BEGIN PROVIDED DATA

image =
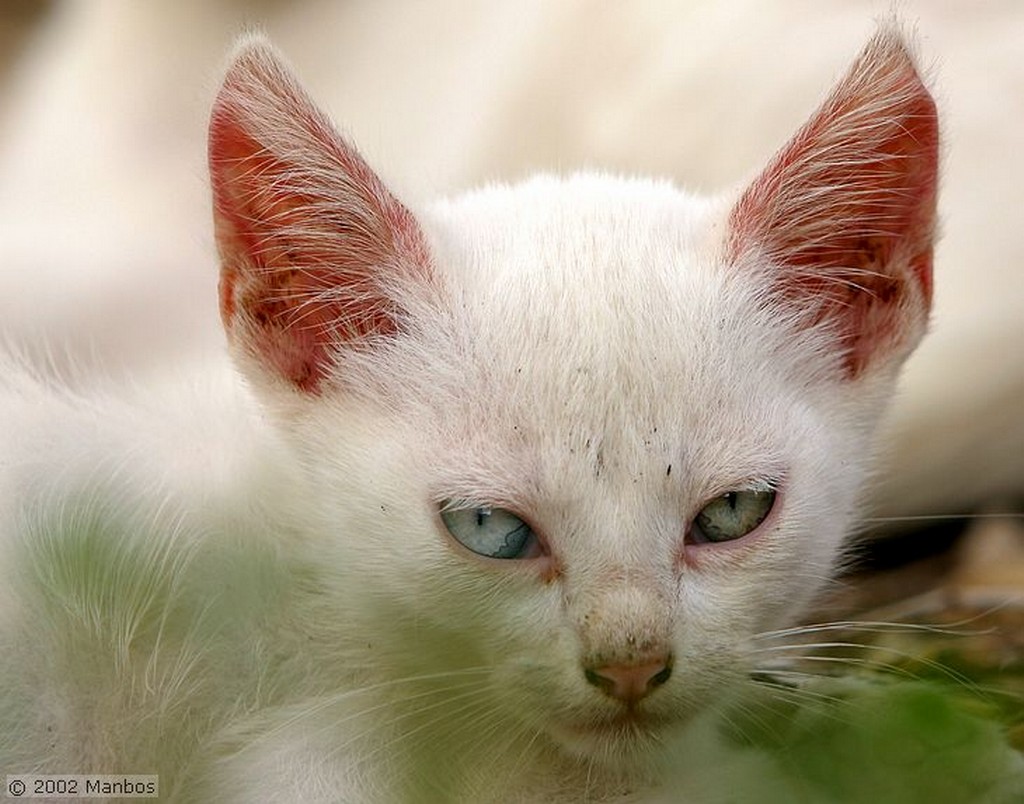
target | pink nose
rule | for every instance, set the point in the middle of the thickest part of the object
(629, 683)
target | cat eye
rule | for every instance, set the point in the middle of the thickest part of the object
(731, 516)
(494, 533)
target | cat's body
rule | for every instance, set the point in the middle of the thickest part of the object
(275, 594)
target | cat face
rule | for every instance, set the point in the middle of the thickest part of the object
(574, 441)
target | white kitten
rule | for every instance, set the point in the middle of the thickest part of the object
(522, 475)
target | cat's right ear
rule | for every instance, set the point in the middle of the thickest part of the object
(312, 245)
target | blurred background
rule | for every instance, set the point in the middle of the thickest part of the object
(107, 257)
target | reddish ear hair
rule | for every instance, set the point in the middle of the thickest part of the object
(846, 211)
(309, 238)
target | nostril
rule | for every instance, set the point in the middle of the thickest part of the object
(630, 682)
(660, 677)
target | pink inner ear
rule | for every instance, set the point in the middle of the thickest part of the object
(308, 236)
(847, 209)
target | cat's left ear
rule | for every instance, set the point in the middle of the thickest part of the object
(843, 218)
(312, 245)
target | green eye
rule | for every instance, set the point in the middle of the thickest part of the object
(731, 516)
(494, 533)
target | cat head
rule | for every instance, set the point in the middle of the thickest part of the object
(586, 436)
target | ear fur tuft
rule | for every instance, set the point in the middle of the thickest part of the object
(845, 213)
(309, 238)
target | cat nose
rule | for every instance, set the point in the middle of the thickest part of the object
(629, 683)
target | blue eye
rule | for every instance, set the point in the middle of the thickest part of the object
(494, 533)
(732, 515)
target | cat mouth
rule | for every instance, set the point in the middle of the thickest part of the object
(626, 727)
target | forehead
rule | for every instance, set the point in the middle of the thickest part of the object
(597, 330)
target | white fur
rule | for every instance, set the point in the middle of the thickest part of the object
(255, 596)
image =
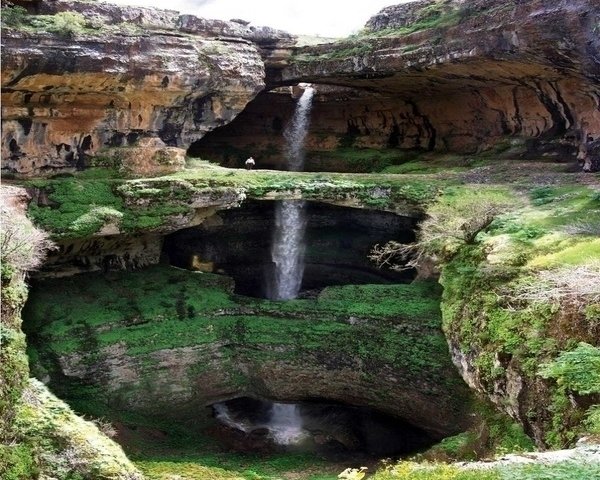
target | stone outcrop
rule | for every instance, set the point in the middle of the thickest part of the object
(442, 75)
(125, 75)
(170, 342)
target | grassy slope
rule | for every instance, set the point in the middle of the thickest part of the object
(163, 307)
(79, 206)
(551, 223)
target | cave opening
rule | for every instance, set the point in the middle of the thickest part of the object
(338, 240)
(332, 430)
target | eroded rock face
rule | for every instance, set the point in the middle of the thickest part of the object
(448, 76)
(135, 73)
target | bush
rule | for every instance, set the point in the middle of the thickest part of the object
(68, 24)
(22, 245)
(577, 370)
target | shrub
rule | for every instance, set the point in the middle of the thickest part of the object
(22, 245)
(68, 24)
(577, 370)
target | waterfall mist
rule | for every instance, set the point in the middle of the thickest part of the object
(287, 251)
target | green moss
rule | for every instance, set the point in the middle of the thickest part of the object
(17, 462)
(496, 303)
(567, 470)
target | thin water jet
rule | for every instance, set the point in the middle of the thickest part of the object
(288, 247)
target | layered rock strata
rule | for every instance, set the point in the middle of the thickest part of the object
(447, 76)
(126, 74)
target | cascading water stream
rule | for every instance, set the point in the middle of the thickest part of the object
(287, 251)
(284, 424)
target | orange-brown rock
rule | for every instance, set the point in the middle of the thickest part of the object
(442, 75)
(131, 73)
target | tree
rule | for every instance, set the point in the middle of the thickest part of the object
(23, 247)
(453, 221)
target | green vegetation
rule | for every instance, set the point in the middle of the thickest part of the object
(566, 470)
(437, 16)
(575, 371)
(66, 24)
(504, 299)
(160, 308)
(81, 205)
(168, 308)
(49, 439)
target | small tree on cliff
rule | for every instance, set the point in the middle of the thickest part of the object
(454, 220)
(22, 245)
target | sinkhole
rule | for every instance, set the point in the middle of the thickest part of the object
(337, 241)
(332, 430)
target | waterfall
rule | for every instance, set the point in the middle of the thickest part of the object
(285, 424)
(223, 414)
(287, 251)
(296, 131)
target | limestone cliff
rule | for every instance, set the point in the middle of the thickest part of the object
(442, 75)
(115, 75)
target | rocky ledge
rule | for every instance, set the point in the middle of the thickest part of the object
(78, 77)
(444, 76)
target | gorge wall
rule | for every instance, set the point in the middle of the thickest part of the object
(137, 90)
(443, 76)
(135, 76)
(430, 75)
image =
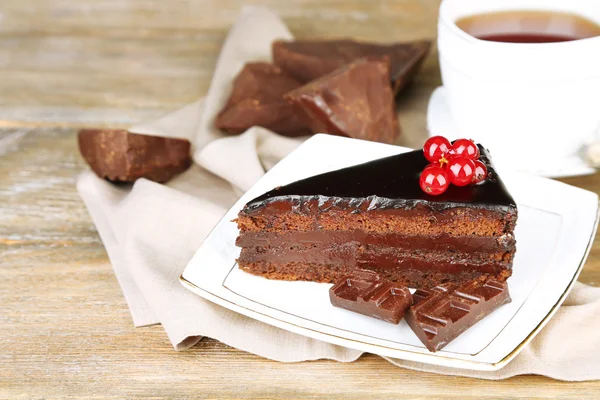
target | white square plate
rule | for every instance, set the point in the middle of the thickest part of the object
(555, 229)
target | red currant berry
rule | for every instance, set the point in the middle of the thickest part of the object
(466, 148)
(480, 172)
(461, 170)
(435, 147)
(434, 180)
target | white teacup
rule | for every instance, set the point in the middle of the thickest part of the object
(528, 103)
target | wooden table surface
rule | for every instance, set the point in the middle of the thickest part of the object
(65, 329)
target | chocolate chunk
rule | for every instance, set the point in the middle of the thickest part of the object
(355, 100)
(365, 292)
(441, 314)
(307, 60)
(122, 156)
(257, 100)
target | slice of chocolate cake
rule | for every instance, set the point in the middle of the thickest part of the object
(307, 60)
(375, 216)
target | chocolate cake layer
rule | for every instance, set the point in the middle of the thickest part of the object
(358, 256)
(330, 273)
(375, 216)
(441, 242)
(419, 221)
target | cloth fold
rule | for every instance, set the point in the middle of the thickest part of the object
(151, 231)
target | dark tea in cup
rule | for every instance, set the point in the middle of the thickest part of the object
(529, 27)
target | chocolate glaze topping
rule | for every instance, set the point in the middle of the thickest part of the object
(388, 183)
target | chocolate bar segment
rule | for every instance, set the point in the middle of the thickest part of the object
(441, 314)
(366, 293)
(257, 100)
(307, 60)
(122, 156)
(355, 100)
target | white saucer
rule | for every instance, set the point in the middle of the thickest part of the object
(440, 122)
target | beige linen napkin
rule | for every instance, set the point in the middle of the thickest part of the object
(151, 232)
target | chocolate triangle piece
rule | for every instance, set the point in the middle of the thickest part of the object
(122, 156)
(365, 292)
(307, 60)
(375, 216)
(257, 100)
(355, 100)
(441, 314)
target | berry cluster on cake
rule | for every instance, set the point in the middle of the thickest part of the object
(419, 219)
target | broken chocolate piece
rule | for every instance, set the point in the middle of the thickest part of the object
(257, 100)
(365, 292)
(441, 314)
(307, 60)
(355, 100)
(122, 156)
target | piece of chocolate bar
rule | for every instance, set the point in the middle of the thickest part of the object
(355, 100)
(122, 156)
(257, 100)
(365, 292)
(307, 60)
(441, 314)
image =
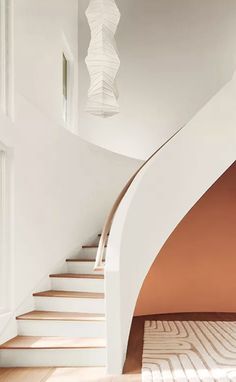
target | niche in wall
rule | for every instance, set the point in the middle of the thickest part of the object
(195, 269)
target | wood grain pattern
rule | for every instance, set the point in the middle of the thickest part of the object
(191, 351)
(30, 342)
(61, 316)
(69, 294)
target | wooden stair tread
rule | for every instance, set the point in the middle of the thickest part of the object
(61, 316)
(33, 342)
(69, 294)
(82, 260)
(77, 276)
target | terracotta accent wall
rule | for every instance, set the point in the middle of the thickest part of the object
(196, 269)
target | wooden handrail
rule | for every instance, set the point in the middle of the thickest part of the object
(108, 222)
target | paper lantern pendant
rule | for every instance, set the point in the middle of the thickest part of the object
(102, 60)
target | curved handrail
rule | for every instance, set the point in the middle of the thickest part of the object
(108, 222)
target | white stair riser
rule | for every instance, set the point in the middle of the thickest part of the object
(52, 357)
(89, 253)
(82, 267)
(60, 304)
(45, 328)
(77, 285)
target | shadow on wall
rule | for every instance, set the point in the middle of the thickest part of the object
(195, 269)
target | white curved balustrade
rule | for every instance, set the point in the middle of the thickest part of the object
(102, 60)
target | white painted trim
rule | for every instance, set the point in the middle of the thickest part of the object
(6, 58)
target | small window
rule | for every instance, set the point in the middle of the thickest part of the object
(65, 76)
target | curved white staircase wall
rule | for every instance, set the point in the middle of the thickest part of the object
(164, 191)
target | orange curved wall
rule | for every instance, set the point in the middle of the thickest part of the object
(196, 269)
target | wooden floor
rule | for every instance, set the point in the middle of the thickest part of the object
(133, 364)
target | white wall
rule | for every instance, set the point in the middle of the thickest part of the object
(162, 194)
(41, 29)
(62, 186)
(175, 55)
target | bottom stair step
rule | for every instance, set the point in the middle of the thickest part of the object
(46, 323)
(29, 351)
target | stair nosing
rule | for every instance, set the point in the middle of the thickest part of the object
(93, 318)
(59, 347)
(83, 260)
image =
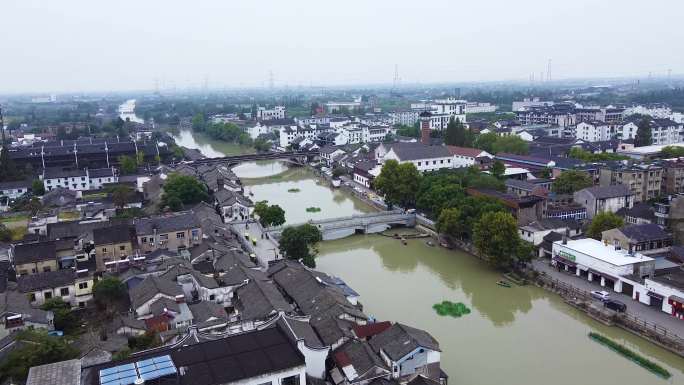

END PROVIDED DATA

• **EXERCISE TASK**: Pick out every line in the rows above that contains the string "wall", treating uppercase and lowercase as different, and copy each such line.

• **EXERCISE ANSWER**:
target | gorge wall
target | niche in wall
target | terracotta accent wall
target | shadow on wall
target | curved white staircase wall
target | orange curved wall
target | white wall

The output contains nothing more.